> _Document_:
+---+

Reports suggest that if the bill moves forward, it would be tacked on to must-pass legislation
later this year, potentially even after the election. It would be paired with marijuana
banking reform, which is an important cause for Brown. The sticking point will be that Brown
is asking for some changes to enhance consumer protection and compliance safeguards. It's not
clear yet whether those demands are workable. Jake Chravinsky, the chief legal officer at
Variant Fund, was very unimpressed, tweeting,
Stablecoin legislation should be a top priority for everyone who cares about
crypto policy, but the bill published today is deeply flawed. It appears to ban nearly everything except a
narrow band of centralized custodial stablecoins. That would be far worse than status quo. One year ago,
I testified in Congress on the question of how stable coins should be regulated in the U.S.
In my testimony, I outlined five principles that any workable piece of legislation must follow.
The main principle was focus on custodial stable coins. Today's draft bill violates that principle.
Instead of setting out reasonable requirements for custodial stable coins, the bill picks
winners and losers and puts an end to innovation. Regulatory clarity is good. Anti-competitive regulatory
moats that kill innovation are not. Austin Campbell, the founder of Zero Knowledge Consulting and former
Reserve's portfolio manager at Paxos, wrote an extremely wonky thread critiquing the bill.
His big objection was that the bill doesn't allow stablecoin issuers to deal overnight
reverse repurchase agreements, a key liquidity tool during times of financial stress.
Campbell had other technical issues with the way that reserve requirements were described in the
bill, but his main takeaway was, quote, there are catastrophic basic failures within these bills
that I know are based upon things that folks in the crypto industry are asking for. The issues
should be straightforward to correct, but Campbell's critique was that while advising on these bills,
the crypto industry needs to make sure they are technically precise. He wrote,
Should we be taken seriously if we can't understand fix and advocate for these things? No,
banking lawyer and noted crypto critic Todd Phillips had some major issues with the bill as well,
but largely because it's too disruptive. Phillips called the bill a, quote, practical death sentence
for Circle and Paxos, and wondered why this level of scrutiny hasn't been applied to large
money transmitters like PayPal. When it was suggested that Circle and Paxos would need to be
converted to banks, Phillips added, I don't see how they could convert, but perhaps could be purchased
by banks. The whole setup is strange, though. The benefit of being a bank is that you can get
huge leverage with deposits, but the stable coins here aren't debt instruments. He later noted
that there is a clear path to convert into Wyoming's special purpose depository institutions,
which he thought was likely the intention of the bill. So as you can see, the general commentary
is fairly negative from a bunch of different sides. To the extent that there are bullish takes,
a lot of it was summed up by this tweet from Ryan Berkman's. He wrote,
My initial read is that the bill is extremely bullish and legitimizes Ethereum.

+---+

Image segmentation entries

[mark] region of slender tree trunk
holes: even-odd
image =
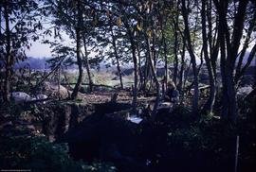
[[[78,80],[77,83],[75,85],[75,88],[71,94],[71,99],[76,99],[79,90],[81,88],[81,84],[82,84],[82,58],[81,58],[81,47],[82,47],[82,28],[81,28],[81,24],[82,23],[82,10],[81,10],[81,3],[80,0],[77,0],[77,9],[78,9],[78,24],[77,26],[75,28],[76,31],[76,54],[77,54],[77,63],[78,63],[78,67],[79,67],[79,77],[78,77]]]
[[[176,15],[178,17],[178,15]],[[174,82],[176,85],[177,83],[177,72],[178,72],[178,34],[177,34],[177,27],[178,27],[178,19],[176,17],[176,21],[174,22]]]
[[[91,77],[91,70],[90,70],[90,65],[89,65],[89,60],[88,60],[88,52],[87,52],[87,45],[86,45],[86,39],[85,39],[84,34],[82,35],[82,41],[83,41],[83,47],[84,47],[84,64],[85,64],[85,69],[86,69],[88,80],[89,80],[89,92],[93,92],[93,81],[92,81],[92,77]]]
[[[9,101],[9,77],[11,75],[11,55],[10,55],[10,30],[9,30],[9,9],[7,6],[7,2],[4,1],[4,18],[6,23],[6,76],[5,76],[5,83],[4,83],[4,101]]]
[[[110,18],[110,29],[111,29],[111,37],[112,37],[112,45],[114,47],[114,53],[115,53],[115,57],[116,57],[116,60],[117,60],[117,70],[118,70],[119,81],[120,81],[120,88],[123,89],[121,70],[120,70],[120,64],[119,64],[119,57],[118,54],[118,48],[117,48],[117,44],[116,44],[116,37],[115,37],[114,32],[113,32],[112,18]]]
[[[184,19],[184,25],[185,25],[185,30],[184,30],[184,39],[186,39],[187,43],[187,48],[189,51],[189,54],[191,56],[191,60],[192,64],[192,72],[193,72],[193,89],[194,89],[194,95],[192,99],[192,111],[194,114],[198,113],[198,97],[199,97],[199,90],[198,90],[198,72],[196,67],[196,60],[195,56],[193,54],[193,49],[192,46],[192,40],[189,30],[189,22],[188,22],[188,9],[186,9],[186,1],[182,0],[182,16]]]
[[[160,84],[157,80],[156,71],[155,71],[155,68],[154,63],[153,63],[153,57],[152,57],[153,55],[151,53],[152,51],[150,48],[150,40],[146,35],[145,35],[145,38],[146,38],[146,43],[147,43],[149,65],[150,65],[150,68],[152,70],[153,79],[154,79],[154,82],[155,84],[155,89],[156,89],[156,98],[155,100],[155,105],[154,105],[153,114],[152,114],[152,118],[154,120],[154,119],[155,119],[155,115],[157,112],[157,107],[158,107],[159,100],[160,100]]]
[[[129,28],[128,24],[126,24],[126,27],[129,34],[129,39],[131,43],[131,49],[132,49],[132,57],[133,57],[133,62],[134,62],[134,88],[133,88],[133,100],[132,100],[132,108],[133,112],[137,112],[137,56],[136,56],[136,43],[133,36],[132,30]]]
[[[138,42],[138,41],[137,41]],[[140,57],[140,53],[139,53],[139,43],[137,43],[137,60],[138,60],[138,75],[139,75],[139,85],[140,85],[140,89],[142,89],[143,86],[143,75],[142,75],[142,71],[141,71],[141,57]]]
[[[168,75],[167,44],[166,44],[164,33],[163,33],[163,44],[164,44],[164,73],[165,73],[164,83],[163,83],[163,97],[164,97],[165,96],[165,91],[167,90],[167,81],[168,81],[168,78],[169,78],[169,75]]]
[[[184,41],[183,41],[184,42]],[[182,52],[181,52],[181,64],[180,64],[180,72],[179,72],[179,79],[177,90],[179,92],[183,89],[183,80],[184,80],[184,67],[185,67],[185,53],[186,53],[186,43],[183,43]]]
[[[208,68],[209,79],[210,79],[210,95],[207,100],[207,103],[204,105],[203,112],[212,112],[213,105],[215,102],[215,95],[216,95],[216,84],[215,78],[213,74],[213,69],[211,66],[210,60],[209,58],[208,53],[208,43],[207,43],[207,31],[206,31],[206,1],[202,1],[202,8],[201,8],[201,17],[202,17],[202,35],[203,35],[203,52],[204,57]]]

+---+

> _Exercise instructions_:
A. Summarize the stablecoin passage in two sentences.
B. Answer these questions from the stablecoin passage, one per line:
(i) What reform would the bill be paired with?
(ii) What liquidity tool does Campbell say the bill keeps stablecoin issuers from dealing?
(iii) Which large money transmitter does Phillips name?
C. Write the next part of the stablecoin passage, picking up after its final sentence.
The data have no connection to the stablecoin passage.

> _Response list_:
A. A stablecoin bill might be attached to must-pass legislation later this year and paired with marijuana banking reform, though Brown is asking for changes to enhance consumer protection and compliance safeguards. Commentary has been largely negative: Chravinsky says it bans nearly everything except a narrow band of centralized custodial stablecoins, Campbell objects that it bars overnight reverse repurchase agreements, and Phillips calls it a practical death sentence for Circle and Paxos, while a bullish take holds that it legitimizes Ethereum.

B.
(i) Marijuana banking reform.
(ii) Overnight reverse repurchase agreements.
(iii) PayPal.

C.
Berkman said the good is that this broadly legitimizes stable coins on public chains in America.
59% of all stable coins are minted on Ethereum, rising to 93% when excluding centralized
Tron. So this bill makes Ethereum open for business like never before.
He also points out that this quote opens floodgates for U.S. banks to obtain stablecoin licenses
and for certain private companies like Fidelity to issue up to $10 billion in stable coin without a license.
Still, even he notes that, quote,
Circle appears to have lost a political battle against the banks.
The bill seems to require Circle to become a bank and then obtain a stablecoin license,
or else Circle might possibly mint only $10 billion USDC hard cap
as an unlicensed non-depository trust company, if Circle even qualifies as this.
So clearly a lot to watch for as this bill evolves.
Another interesting regulatory story,
the former head of SEC's crypto litigation unit, Ladon Stewart, made her first public speaking appearance
since leaving the agency. Stuart led the Coinbase litigation among other cases, but now has moved on to
private practice. She joined global law firm White and Case to build up their crypto division,
seeking to represent the industry against her former employer. The event was hosted by Columbia
Business School on Wednesday night, and during the panel, Stewart sparred with Polygon
chief legal officer Rebecca Reddick and DLX law co-founder Lewis Cohen. Stewart was limited in her
ability to speak on specific cases she had been involved with, speaking more towards the SEC's attitude
towards litigation. However, she confirmed that a recent minor win in the Coinbase lawsuit would likely
emboldened the agency. She said, it's probably going to give the SEC that sort of comfort it needs
to proceed as it has been. It's not going to back off from bringing regulatory cases in the crypto space.
Many expected Stewart to take an industry-friendly stance, however, she appeared to defend the SEC's
action and novel legal theories. She claimed that existing securities laws are sufficient to cover
crypto. However, she acknowledged that some of the ongoing cases will likely make it to the Supreme Court,
settling exactly how a crypto token can be defined as a security. A tense moment came when the panelists
discussed this point further. Stewart leaned into the recently developed SEC theory that the
crypto ecosystem, not the token itself, is the investment contract, which makes the industry
subject to securities law. Reddick used that opening to ask, but then what do you register?
If the industry wants to come into compliance, what gets registered? Stuart claimed this was out
of her area of expertise as an enforcement litigator, but said firm should register, quote,
all the stuff around the token. She added, you can't obviously register all the stuff,
but you can register the token. Unsatisfied with the answer, Reddick responded,
but we agree that's not the security and that's not the investment contract either.
This is, I think, where the industry and the SEC have this divide, which is tell us what to do,
and it's hard to know. A gruff Cohen added, it's impossible, it's not hard.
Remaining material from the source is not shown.